[BEGIN]
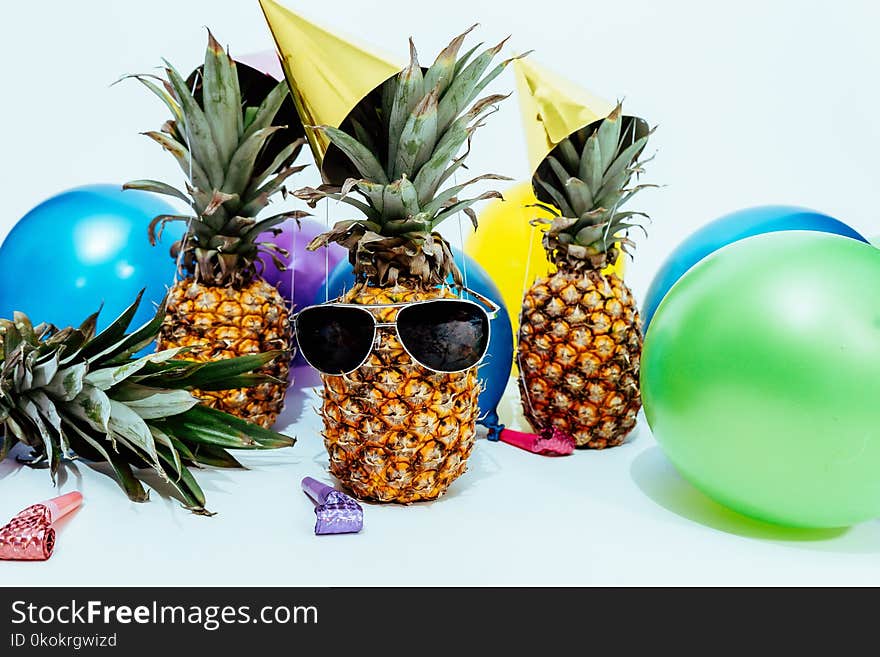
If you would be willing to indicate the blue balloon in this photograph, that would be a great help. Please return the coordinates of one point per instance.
(85, 247)
(495, 368)
(732, 228)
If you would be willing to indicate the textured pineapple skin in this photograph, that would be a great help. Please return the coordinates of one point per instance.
(579, 350)
(223, 322)
(395, 431)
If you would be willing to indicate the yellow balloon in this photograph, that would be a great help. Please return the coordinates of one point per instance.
(505, 244)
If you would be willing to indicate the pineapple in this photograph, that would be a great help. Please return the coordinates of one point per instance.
(395, 431)
(580, 340)
(222, 308)
(71, 393)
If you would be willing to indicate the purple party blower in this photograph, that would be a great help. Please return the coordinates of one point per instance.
(336, 512)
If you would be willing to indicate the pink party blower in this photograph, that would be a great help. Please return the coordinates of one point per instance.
(550, 442)
(30, 536)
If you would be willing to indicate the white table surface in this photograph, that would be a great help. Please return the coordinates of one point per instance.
(621, 516)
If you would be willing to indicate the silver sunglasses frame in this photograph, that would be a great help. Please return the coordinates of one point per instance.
(491, 313)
[END]
WHAT YOU HAVE TO DO.
Rewrite every line of the records above as a numbered list. Skip blank lines and leave the picture out.

THE ANSWER.
1. If you would be willing to indicate the blue balloon in this photograph, that would be a great help. Please return the coordinates of one point per instance.
2. (85, 247)
3. (495, 368)
4. (732, 228)
5. If you would be willing to indicate the textured pineapple skin in this photograph, that would be a great help. Please return the coordinates of one point per instance.
6. (579, 350)
7. (223, 322)
8. (395, 431)
9. If you would be willing to indicate the yellow balloon in this photograph, that would be a great help. Please return the coordinates of one point per instance.
10. (505, 244)
11. If you would be willing to indicate the pineapple in this photograph, that would be a great help. Please return the coordinates of one point per instance.
12. (395, 431)
13. (580, 340)
14. (222, 308)
15. (71, 393)
16. If you would be willing to indicate the purple party blower in this photograph, that would be a great help. Please return the coordinates of one point per instance.
17. (336, 512)
18. If you would be willing to indicate the pink party blower in this photograph, that would be a great help. Please return the coordinates of one point per instance.
19. (550, 442)
20. (30, 536)
21. If you would be willing to indicate the white table surface in this photograph, that would be a great help. Please return the coordinates of one point per instance.
22. (621, 516)
23. If you would be willing to indicate the silver sunglasses frame in this photograph, that would be a great help. Please return the coordinates of one point per instance.
24. (491, 313)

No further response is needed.